Print all the records exactly as they stand.
========================================
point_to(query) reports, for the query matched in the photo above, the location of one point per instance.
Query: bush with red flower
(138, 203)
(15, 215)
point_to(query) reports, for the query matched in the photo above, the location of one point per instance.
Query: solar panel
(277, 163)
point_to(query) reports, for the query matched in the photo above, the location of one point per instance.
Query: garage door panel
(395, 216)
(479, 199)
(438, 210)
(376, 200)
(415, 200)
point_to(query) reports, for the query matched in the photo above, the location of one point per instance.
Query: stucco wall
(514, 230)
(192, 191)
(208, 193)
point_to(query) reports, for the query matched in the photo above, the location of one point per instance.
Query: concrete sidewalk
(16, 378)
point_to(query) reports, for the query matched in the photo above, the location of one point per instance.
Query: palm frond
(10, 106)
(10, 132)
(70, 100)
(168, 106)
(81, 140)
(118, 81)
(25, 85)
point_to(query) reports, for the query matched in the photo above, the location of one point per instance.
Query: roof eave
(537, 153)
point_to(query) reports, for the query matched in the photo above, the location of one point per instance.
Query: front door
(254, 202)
========================================
## Task solution
point_to(query) reports, for the query matched in the photo above, the location of one point per instance.
Query: bush with red flower
(138, 203)
(15, 215)
point_to(query) reports, for the query matched in the photo above, the location of one point per instance.
Query: solar panel
(277, 163)
point_to(query) reports, for the query matched in the photo above, the location of one point per instance.
Query: garage door panel
(395, 216)
(479, 199)
(438, 210)
(376, 200)
(415, 200)
point_to(query) reports, for the query matched in the photo above, the location of one point per instance.
Query: stucco wall
(514, 230)
(192, 191)
(208, 193)
point_to(query) reports, for the query matched in the photo above, the location of one point per instance.
Query: concrete sidewalk
(16, 378)
point_to(query) reports, for the query matched in the photo above, the location of one point per instance.
Query: palm frond
(10, 106)
(10, 132)
(70, 100)
(168, 106)
(81, 140)
(118, 81)
(25, 85)
point_to(query) reports, for the query matched in the photo above, the location of one point per instance.
Query: roof eave
(537, 153)
point_to(query) reports, for the query matched in the photo above, the location of one point per instance.
Query: front door
(254, 202)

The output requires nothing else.